Aim of the task → From the mailing-list message on a shared documentation system below, extract the passage from "Well, I see" to "use that one.", copying it verbatim.

Document text →
- - -

Shared documentation system

Magnus Bergman magnusbe at algonet.se
Wed Dec 10 21:40:53 EET 2003


On Wed, 10 Dec 2003 15:02:51 +1100
Malcolm Tredinnick <malcolm at commsecure.com.au> wrote:

> I have a few thoughts to post later about this shared documentation
> stuff, but Shaun's proposal looks generally good to me. However, a few
> comments on one of the proposed modifications seem in order...
> 
> On Wed, 2003-12-10 at 14:30, Magnus Bergman wrote:
> [...] 
> > I totally agree that all those goals are very important. I believe
> > this proposal take them all in account. There are two major things
> > that needs to be included in the standard:
> > 
> > 1: How applications launch the help reader to display the right help
> >    document.
> 
> That sounds like unnecessary policy, since it varies between desktops.
> Applications using libgnome will have one set of calls to make,
> applications using KDE core libraries (whatever they are called. /me
> has no clue) would use that infrasturcture, XFCE applications would
> use their library support, and so on. These apps would still run
> cross-desktop, but they would use the support built into their
> libraries to launch the help viewer.

Well, I see what you describe as a problem this suggestion was meant to
solve. The desktop only needs one help viewer, the applications doesn't
have to care about which it is. I want to chose my favourite help viewer
and have every application use that one.

> Shaun's proposal thus far has been an example of trying to standardise
> policy rather than implementation. Your suggestion feels like it steps
> over that line to me.

It is possible that it isn't desired, but it was mentioned as goal in
Shauns post (at least according to my interpretation). If each
environment is required to have their own help viewer in order to work,
then they could as well have their own policies for everything as well?

- - -

Given information →
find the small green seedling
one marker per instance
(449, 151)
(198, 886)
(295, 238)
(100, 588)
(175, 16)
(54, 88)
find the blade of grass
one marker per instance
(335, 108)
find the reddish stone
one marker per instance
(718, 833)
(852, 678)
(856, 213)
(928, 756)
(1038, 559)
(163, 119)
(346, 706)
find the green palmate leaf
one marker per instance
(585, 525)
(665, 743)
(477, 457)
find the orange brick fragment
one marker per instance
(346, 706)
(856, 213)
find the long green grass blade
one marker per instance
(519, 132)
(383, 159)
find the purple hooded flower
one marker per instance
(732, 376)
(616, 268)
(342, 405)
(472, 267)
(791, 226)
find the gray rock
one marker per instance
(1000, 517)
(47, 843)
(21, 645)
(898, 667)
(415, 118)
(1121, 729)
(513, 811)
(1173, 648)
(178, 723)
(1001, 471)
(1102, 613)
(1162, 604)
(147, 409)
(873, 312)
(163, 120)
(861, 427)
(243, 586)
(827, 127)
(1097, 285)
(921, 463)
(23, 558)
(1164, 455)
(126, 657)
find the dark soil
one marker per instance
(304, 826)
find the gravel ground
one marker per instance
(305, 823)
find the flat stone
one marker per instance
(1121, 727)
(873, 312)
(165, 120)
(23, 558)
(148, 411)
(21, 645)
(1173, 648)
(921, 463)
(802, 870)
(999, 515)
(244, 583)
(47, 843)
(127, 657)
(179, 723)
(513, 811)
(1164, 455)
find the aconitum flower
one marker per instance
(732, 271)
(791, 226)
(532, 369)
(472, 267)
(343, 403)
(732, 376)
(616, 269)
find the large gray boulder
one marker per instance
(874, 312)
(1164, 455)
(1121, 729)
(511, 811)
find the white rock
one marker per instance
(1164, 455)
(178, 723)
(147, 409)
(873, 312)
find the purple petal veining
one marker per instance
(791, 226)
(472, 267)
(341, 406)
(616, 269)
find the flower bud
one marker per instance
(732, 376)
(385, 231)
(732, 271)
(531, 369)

- - -

Task result →
Well, I see what you describe as a problem this suggestion was meant to
solve. The desktop only needs one help viewer, the applications doesn't
have to care about which it is. I want to chose my favourite help viewer
and have every application use that one.